### Task directions
Pick out every line in the material below that contains the word "roof" and copy each such line.

### The data

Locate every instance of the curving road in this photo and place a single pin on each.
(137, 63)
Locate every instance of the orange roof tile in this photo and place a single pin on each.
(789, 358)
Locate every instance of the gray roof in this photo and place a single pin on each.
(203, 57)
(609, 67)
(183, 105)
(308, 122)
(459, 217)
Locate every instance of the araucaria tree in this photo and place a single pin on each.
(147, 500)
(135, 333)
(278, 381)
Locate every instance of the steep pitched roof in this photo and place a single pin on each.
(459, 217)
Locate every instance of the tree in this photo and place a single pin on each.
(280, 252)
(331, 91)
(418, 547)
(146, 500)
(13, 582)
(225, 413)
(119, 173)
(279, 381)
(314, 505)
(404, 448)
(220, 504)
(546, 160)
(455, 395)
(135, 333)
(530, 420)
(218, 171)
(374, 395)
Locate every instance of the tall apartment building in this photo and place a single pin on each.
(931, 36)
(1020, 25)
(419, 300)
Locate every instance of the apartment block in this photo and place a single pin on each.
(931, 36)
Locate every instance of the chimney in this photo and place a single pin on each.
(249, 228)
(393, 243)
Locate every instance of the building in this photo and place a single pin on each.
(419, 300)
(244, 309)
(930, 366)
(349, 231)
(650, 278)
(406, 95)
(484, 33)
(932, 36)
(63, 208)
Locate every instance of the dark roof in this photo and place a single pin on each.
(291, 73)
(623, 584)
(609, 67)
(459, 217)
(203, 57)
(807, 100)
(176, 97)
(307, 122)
...
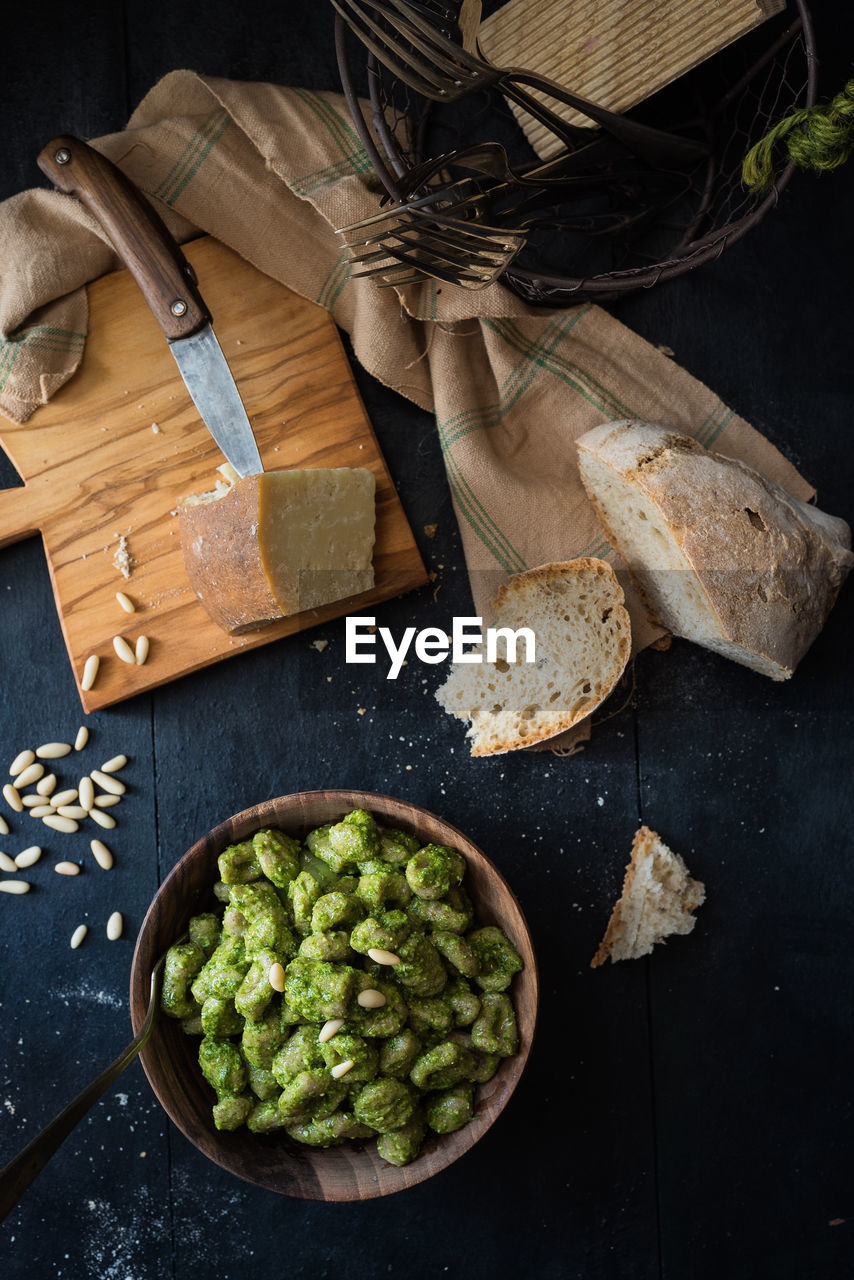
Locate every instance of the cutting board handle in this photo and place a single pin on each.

### Exercise response
Locate every instance of the orange roof tile in this photo and place a single pin on each.
Locate every instance of the gray roof in this photo and place a single pin on each.
Locate every instance of the steep pitched roof in this photo and place a single pin on each.
Locate every instance of the dark roof in this photo and place a single pin on each.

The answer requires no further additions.